OBJECTIVE 1 = Using the article on China's stock regulator, decide whether each statement below agrees with it: (a) the regulator is weighing a cap on valuation multiples for deals involving companies that previously traded overseas; (b) the people who supplied the information were named; (c) the government wants to encourage more buyouts. Answer yes or no for each and quote the words of the article that decide it.
OBJECTIVE 2 = Continue the article on China's stock regulator with the next part, beginning after its last sentence.

PASSAGE TO READ =
-*-
- CSRC weighs deal quota for overseas-listed Chinese firms
- Stock regulator holds discussions with investment banks
China’s stock regulator is considering measures to curb the flow of overseas-traded Chinese companies seeking backdoor listings in the domestic equity market, people with knowledge of the matter said.
The China Securities Regulatory Commission is weighing possible restrictions on reverse mergers, including capping valuation multiples for deals involving companies that previously traded overseas, according to the people. Another option being discussed is introducing a quota to limit the number of reverse mergers each year from companies formerly listed on a foreign bourse, the people said, asking not to be identified as the information is private.
Chinese regulators are concerned the valuations mooted for some domestic backdoor listings are too high and could affect the stability of the stock market, the people said. The government also wants to avoid encouraging more buyouts that could prompt a wave of fund outflows and increase depreciation pressure on the yuan, the people said.
-*-
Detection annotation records
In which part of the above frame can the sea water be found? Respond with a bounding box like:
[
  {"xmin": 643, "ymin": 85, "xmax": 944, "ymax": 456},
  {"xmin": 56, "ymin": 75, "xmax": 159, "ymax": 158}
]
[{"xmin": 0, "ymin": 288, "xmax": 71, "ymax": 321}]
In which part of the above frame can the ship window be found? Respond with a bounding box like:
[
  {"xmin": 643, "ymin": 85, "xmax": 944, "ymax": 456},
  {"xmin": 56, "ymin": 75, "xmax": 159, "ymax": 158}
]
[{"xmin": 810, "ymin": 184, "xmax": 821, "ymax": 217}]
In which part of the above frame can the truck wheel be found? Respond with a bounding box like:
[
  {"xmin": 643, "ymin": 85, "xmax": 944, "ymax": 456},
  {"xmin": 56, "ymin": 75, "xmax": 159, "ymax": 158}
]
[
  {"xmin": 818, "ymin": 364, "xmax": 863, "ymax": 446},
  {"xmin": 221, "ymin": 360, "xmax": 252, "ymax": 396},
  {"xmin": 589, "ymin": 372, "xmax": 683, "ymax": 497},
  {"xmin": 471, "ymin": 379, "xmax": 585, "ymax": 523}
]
-*-
ANSWER 1 =
(a) Yes: "including capping valuation multiples for deals involving companies that previously traded overseas"
(b) No: "asking not to be identified as the information is private"
(c) No: "The government also wants to avoid encouraging more buyouts"

ANSWER 2 =
At least 47 U.S.-traded Chinese companies have received buyout offers totaling $42.6 billion since the start of last year, lured by the prospect of relisting at a higher valuation in Shanghai or Shenzhen, data compiled by Bloomberg show. Any new regulations could affect companies like U.S.-listed security software maker Qihoo 360 Technology Co., whose $9.3 billion buyout is still pending after it signed a definitive deal agreement in December.
“The A-share market has not stabilized yet, and the government is worried that the return of companies with stronger brand names will suck in a lot of liquidity from smaller companies,” Ronald Wan, chief executive officer of Partners Capital International in Hong Kong, said by phone Tuesday. “They are very cautious and sensitive to anything that will affect stability in the market at the moment.”
The stock regulator said Friday it’s conducting “in-depth analysis and research” on the impact of Chinese companies seeking to relist domestically after delisting from overseas markets. Speculation in shell companies used for backdoor listings requires attention, CSRC spokesman Zhang Xiaojun said at a briefing in Beijing, without providing further details.
Shares of U.S.-listed Chinese firms tumbled for a third day in New York trading Monday. The Bloomberg China-U.S. Equity Index fell 3.6 percent, the most in three months, taking this year’s decline to 13 percent.
Any cap on reverse merger valuations would temper investors’ expectations for quick gains from wealth-management products tied to domestic relistings, according to one person with knowledge of the matter. Billionaire Wang Jianlin’s Dalian Wanda Group Co. is guaranteeing a 12 percent annual return to wealthy domestic investors willing to join the proposed buyout of its $29.9 billion commercial property arm listed in Hong Kong.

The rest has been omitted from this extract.